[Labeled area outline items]
----

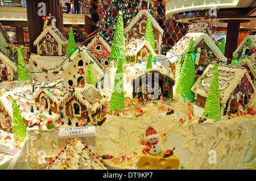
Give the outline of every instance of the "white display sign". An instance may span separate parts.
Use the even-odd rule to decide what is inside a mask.
[[[84,137],[96,136],[96,127],[81,127],[60,128],[59,131],[60,138],[73,137]]]
[[[13,146],[0,144],[0,152],[15,155],[19,152],[19,149]]]

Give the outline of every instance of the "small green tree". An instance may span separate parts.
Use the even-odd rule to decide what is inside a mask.
[[[152,54],[150,53],[147,59],[147,65],[146,65],[146,69],[152,68]]]
[[[155,38],[154,37],[153,31],[152,31],[152,25],[150,18],[147,19],[147,24],[146,26],[146,31],[145,31],[145,40],[148,41],[151,46],[154,52],[155,53]]]
[[[23,119],[21,115],[19,109],[18,107],[17,100],[13,99],[13,130],[14,138],[20,137],[19,141],[21,142],[25,140],[26,134],[27,134],[27,128],[23,122]]]
[[[87,77],[86,82],[94,85],[94,79],[93,78],[93,75],[92,73],[92,66],[90,64],[88,64],[88,68],[87,68]]]
[[[203,116],[215,119],[216,121],[221,119],[218,75],[218,66],[214,64],[212,66],[212,81],[203,113]]]
[[[119,11],[118,13],[113,44],[111,47],[110,56],[109,56],[109,65],[112,61],[115,61],[114,64],[115,67],[118,65],[118,61],[122,61],[123,64],[126,64],[123,14],[121,11]]]
[[[18,81],[26,81],[30,79],[30,75],[27,70],[23,54],[20,49],[18,49]]]
[[[76,42],[75,41],[75,36],[73,32],[73,28],[72,27],[69,28],[69,32],[68,33],[68,47],[67,48],[67,56],[71,56],[76,50]]]
[[[195,52],[194,41],[191,40],[187,50],[184,63],[179,77],[175,92],[180,95],[184,100],[193,102],[195,93],[191,88],[195,84]]]
[[[123,111],[125,108],[124,101],[123,64],[122,61],[118,61],[115,77],[115,84],[109,103],[110,111],[115,111],[118,109],[120,111]]]

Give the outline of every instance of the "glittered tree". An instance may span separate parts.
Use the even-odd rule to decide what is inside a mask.
[[[152,54],[148,53],[148,56],[147,59],[147,65],[146,65],[146,69],[149,69],[152,68]]]
[[[225,53],[225,38],[222,39],[222,40],[221,41],[221,43],[220,44],[220,50],[222,52],[223,54]]]
[[[18,81],[26,81],[30,79],[30,75],[27,70],[25,62],[24,61],[23,54],[20,49],[18,51]]]
[[[195,83],[195,53],[194,41],[191,40],[187,50],[184,63],[179,77],[175,92],[180,95],[184,100],[193,102],[195,94],[191,88]]]
[[[218,66],[212,66],[212,81],[209,87],[203,116],[219,121],[220,116],[220,90],[218,87]]]
[[[233,58],[232,58],[232,61],[231,62],[231,65],[232,66],[237,66],[238,56],[238,55],[236,53],[234,53],[233,54]]]
[[[69,32],[68,33],[68,47],[67,48],[67,55],[71,56],[76,50],[76,42],[75,41],[74,33],[73,32],[73,28],[72,27],[69,28]]]
[[[115,74],[114,86],[111,95],[109,108],[112,111],[118,109],[123,111],[125,108],[125,92],[123,91],[123,71],[122,61],[118,61]]]
[[[115,67],[118,64],[118,61],[122,61],[122,64],[126,63],[122,15],[122,12],[119,11],[113,45],[111,47],[110,56],[109,57],[109,64],[110,64],[112,61],[114,61],[115,62],[114,64]]]
[[[145,40],[148,41],[150,46],[151,46],[154,52],[155,53],[155,38],[154,37],[153,31],[152,31],[152,24],[150,18],[147,19],[147,25],[146,26],[145,31]]]
[[[19,141],[20,142],[24,142],[27,134],[27,128],[23,122],[23,119],[19,112],[19,108],[17,105],[17,100],[13,99],[12,101],[13,108],[13,130],[14,137],[20,137]]]
[[[86,82],[94,85],[94,79],[92,73],[92,66],[90,64],[88,64],[88,68],[87,68]]]

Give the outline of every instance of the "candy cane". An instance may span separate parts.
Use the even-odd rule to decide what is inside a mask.
[[[120,127],[120,128],[119,128],[119,137],[121,137],[121,134],[122,130],[123,131],[125,131],[125,128],[123,128],[123,127]]]
[[[196,135],[196,133],[195,133],[195,130],[194,130],[194,127],[192,125],[189,125],[188,127],[188,128],[189,129],[189,130],[192,130],[193,131],[193,133],[194,134],[194,135]]]

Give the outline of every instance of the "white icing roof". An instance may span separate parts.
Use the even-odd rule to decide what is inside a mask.
[[[197,43],[204,40],[205,43],[210,48],[213,53],[222,61],[227,61],[226,58],[220,49],[215,44],[214,41],[205,33],[187,33],[183,36],[172,48],[167,52],[166,57],[169,58],[171,62],[176,62],[177,61],[178,55],[185,54],[188,49],[189,41],[194,41],[194,47]]]

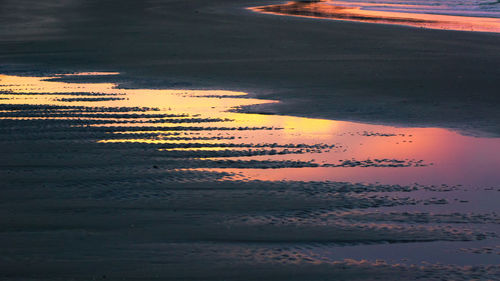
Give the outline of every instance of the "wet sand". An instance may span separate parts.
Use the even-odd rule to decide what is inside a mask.
[[[111,74],[0,75],[6,280],[499,277],[500,139]]]
[[[0,279],[500,278],[498,35],[129,4],[2,3]]]
[[[498,34],[244,9],[269,1],[5,3],[6,71],[119,71],[285,101],[259,112],[500,133]]]

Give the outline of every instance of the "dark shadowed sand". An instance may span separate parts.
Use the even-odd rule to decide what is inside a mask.
[[[41,2],[0,2],[1,280],[500,279],[498,34]]]
[[[266,111],[500,133],[498,34],[243,9],[269,2],[2,1],[0,59],[285,101]]]

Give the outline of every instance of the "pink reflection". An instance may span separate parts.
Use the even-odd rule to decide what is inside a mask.
[[[386,11],[380,11],[380,6],[384,6]],[[412,7],[412,5],[345,1],[291,1],[286,4],[252,7],[250,9],[277,15],[398,24],[430,29],[500,32],[500,19],[498,18],[428,14],[426,13],[427,10],[421,10],[420,13],[397,10],[398,8],[408,7]],[[387,11],[391,10],[391,8],[397,11]]]

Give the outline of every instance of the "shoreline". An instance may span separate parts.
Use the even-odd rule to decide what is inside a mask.
[[[335,2],[333,3],[335,4]],[[248,7],[247,9],[270,15],[387,24],[437,30],[500,33],[500,19],[498,18],[367,10],[363,9],[362,6],[335,6],[325,4],[324,1],[288,1],[282,4]]]

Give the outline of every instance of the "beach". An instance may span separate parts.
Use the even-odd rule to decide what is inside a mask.
[[[3,1],[0,279],[500,278],[500,35]]]

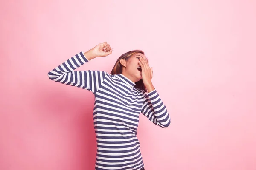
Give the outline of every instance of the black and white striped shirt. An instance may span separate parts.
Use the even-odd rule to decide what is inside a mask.
[[[144,167],[136,136],[142,113],[163,128],[170,123],[155,89],[147,93],[122,74],[74,71],[89,60],[83,51],[49,71],[50,79],[87,89],[95,96],[93,111],[97,139],[95,170],[140,170]]]

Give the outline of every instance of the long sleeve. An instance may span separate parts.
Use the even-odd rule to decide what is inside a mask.
[[[152,122],[162,128],[167,128],[171,119],[166,106],[155,89],[148,94],[143,91],[141,113]]]
[[[49,71],[48,76],[52,80],[89,90],[95,94],[103,81],[106,72],[74,71],[88,61],[81,51]]]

----

**PROBLEM**
Using the data above, write out every line exactly, leaving the images behind.

**WORKED SOLUTION**
Give the outline of every instance of the "white display sign". An instance may span separate parts.
Use the even-odd rule to decide what is inside a mask.
[[[84,137],[96,136],[96,127],[81,127],[60,128],[59,131],[60,138],[73,137]]]
[[[13,146],[0,144],[0,152],[15,155],[19,152],[19,149]]]

Give the outline of every instance of the "small green tree". An instance may span separate parts.
Use the even-odd rule to decide what is inside a mask.
[[[152,54],[150,53],[147,59],[147,65],[146,65],[146,69],[152,68]]]
[[[155,38],[154,37],[153,31],[152,31],[152,25],[150,18],[147,19],[147,24],[146,26],[146,31],[145,31],[145,40],[148,41],[151,46],[154,52],[155,53]]]
[[[23,119],[21,115],[19,109],[18,107],[17,100],[13,99],[13,130],[14,138],[20,137],[19,141],[21,142],[25,140],[26,134],[27,134],[27,128],[23,122]]]
[[[87,77],[86,82],[94,85],[94,79],[93,78],[93,75],[92,73],[92,66],[90,64],[88,64],[88,68],[87,68]]]
[[[203,116],[215,119],[216,121],[221,119],[218,75],[218,66],[214,64],[212,66],[212,81],[203,113]]]
[[[119,11],[118,13],[113,44],[111,47],[110,56],[109,56],[109,65],[112,61],[115,61],[114,64],[115,67],[118,65],[118,61],[122,61],[123,64],[126,64],[123,14],[121,11]]]
[[[18,81],[26,81],[30,79],[30,75],[27,70],[23,54],[20,49],[18,49]]]
[[[76,42],[75,41],[75,36],[73,32],[73,28],[72,27],[69,28],[69,32],[68,33],[68,47],[67,48],[67,56],[71,56],[76,50]]]
[[[195,52],[194,41],[191,40],[187,50],[184,63],[179,77],[175,92],[180,95],[184,100],[193,102],[195,93],[191,88],[195,84]]]
[[[123,111],[125,108],[124,101],[123,64],[122,61],[118,61],[115,77],[115,84],[109,103],[110,111],[115,111],[118,109],[120,111]]]

Give the outline of every instance of the "glittered tree". An instance may span separate parts.
Use the even-odd rule to decide what is inside a mask.
[[[152,54],[148,53],[148,56],[147,59],[147,65],[146,65],[146,69],[149,69],[152,68]]]
[[[225,53],[225,38],[222,39],[222,40],[221,41],[221,43],[220,44],[220,50],[222,52],[223,54]]]
[[[18,81],[26,81],[30,79],[30,75],[27,70],[25,62],[24,61],[23,54],[20,49],[18,51]]]
[[[195,83],[195,53],[194,41],[191,40],[187,50],[184,63],[179,77],[175,92],[180,95],[184,100],[193,102],[195,94],[191,88]]]
[[[218,66],[212,66],[212,81],[209,87],[203,116],[219,121],[220,116],[220,90],[218,87]]]
[[[233,58],[232,58],[232,61],[231,62],[231,65],[232,66],[237,66],[238,56],[238,55],[236,53],[234,53],[233,54]]]
[[[69,32],[68,33],[68,47],[67,48],[67,55],[71,56],[76,50],[76,42],[75,41],[74,33],[73,32],[73,28],[72,27],[69,28]]]
[[[115,74],[114,86],[111,95],[109,108],[112,111],[118,109],[123,111],[125,108],[125,92],[123,91],[123,71],[122,61],[118,61]]]
[[[115,67],[118,64],[118,61],[122,61],[122,64],[126,63],[122,15],[122,12],[119,11],[113,45],[111,47],[110,56],[109,57],[109,64],[110,64],[112,61],[114,61],[115,62],[114,64]]]
[[[145,40],[148,41],[150,46],[151,46],[154,52],[155,53],[155,38],[154,37],[153,31],[152,31],[152,24],[150,18],[147,19],[147,25],[146,26],[145,31]]]
[[[19,141],[20,142],[24,142],[27,134],[27,128],[23,122],[23,119],[19,112],[19,108],[17,105],[17,100],[13,99],[12,101],[13,108],[13,130],[14,137],[20,137]]]
[[[86,82],[94,85],[94,79],[92,73],[92,66],[90,64],[88,64],[88,68],[87,68]]]

Give the outline of every instance of the "candy cane". An instance may span separate parts.
Use the even-odd rule to decide what is inside a mask.
[[[120,127],[120,128],[119,128],[119,137],[121,137],[121,134],[122,130],[123,131],[125,131],[125,128],[123,128],[123,127]]]
[[[196,135],[196,133],[195,133],[195,130],[194,130],[194,127],[192,125],[189,125],[188,127],[188,128],[189,129],[189,130],[192,130],[193,131],[193,133],[194,134],[194,135]]]

Give the outline of every instance of the "white icing roof". An instance may span separate parts.
Use the even-odd rule to decide what is inside a mask.
[[[197,43],[204,40],[205,43],[210,48],[213,53],[222,61],[227,61],[226,58],[220,49],[215,44],[214,41],[205,33],[187,33],[183,36],[172,48],[167,52],[166,57],[169,58],[171,62],[176,62],[177,61],[178,55],[185,54],[188,49],[189,41],[194,41],[194,47]]]

Give the outline of every instance of the "wet sand". An instance may span separate parts.
Use the even-odd rule to decide what is inside a mask.
[[[111,74],[0,75],[6,280],[499,277],[500,139]]]
[[[0,279],[500,278],[498,35],[129,4],[2,3]]]
[[[498,34],[244,9],[269,1],[5,3],[6,71],[119,71],[285,101],[259,112],[500,133]]]

Give the outline of every instance of the "dark shadowed sand". An instance may span separate parts.
Use the even-odd rule to decide what is inside a mask.
[[[41,2],[0,2],[1,280],[500,279],[498,34]]]
[[[266,111],[500,133],[498,34],[243,9],[269,2],[2,1],[0,59],[285,101]]]

Give the outline of every instance of the "pink reflection". An instance may span separate parts.
Use the even-odd rule to decide what is inside a mask.
[[[386,11],[380,11],[380,6],[384,6]],[[412,7],[412,5],[345,1],[291,1],[286,4],[252,7],[250,9],[277,15],[398,24],[430,29],[500,32],[500,19],[498,18],[428,14],[426,13],[427,10],[421,10],[420,13],[397,10],[398,8],[408,7]],[[387,11],[391,10],[391,8],[397,11]]]

Give the outline of every instance of the "shoreline". An instance may span separate parts.
Use the even-odd rule to decide what is inside a mask.
[[[335,2],[333,3],[335,4]],[[248,7],[247,9],[270,15],[387,24],[437,30],[500,33],[500,19],[498,18],[367,10],[363,9],[362,6],[335,6],[325,4],[324,1],[288,1],[282,4]]]

Give the outline of every instance of the "beach". An instance may span separate parts.
Use the even-odd rule to decide what is inside a mask.
[[[3,1],[0,279],[500,278],[500,35]]]

Give the outline of every instance of the black and white striped shirt. An instance may span separate parts.
Use the even-odd rule to decide what is inside a mask.
[[[144,167],[136,136],[142,113],[163,128],[170,123],[155,89],[147,93],[122,74],[74,71],[89,60],[83,51],[49,71],[50,79],[87,89],[95,96],[93,111],[97,139],[95,170],[140,170]]]

Give the outline of every instance of the long sleeve. An instance may span separate parts.
Use the even-odd rule to decide what is inside a mask.
[[[152,122],[162,128],[167,128],[171,119],[166,106],[155,89],[148,94],[143,91],[141,113]]]
[[[49,71],[48,76],[52,80],[89,90],[95,94],[103,81],[106,72],[74,71],[88,61],[81,51]]]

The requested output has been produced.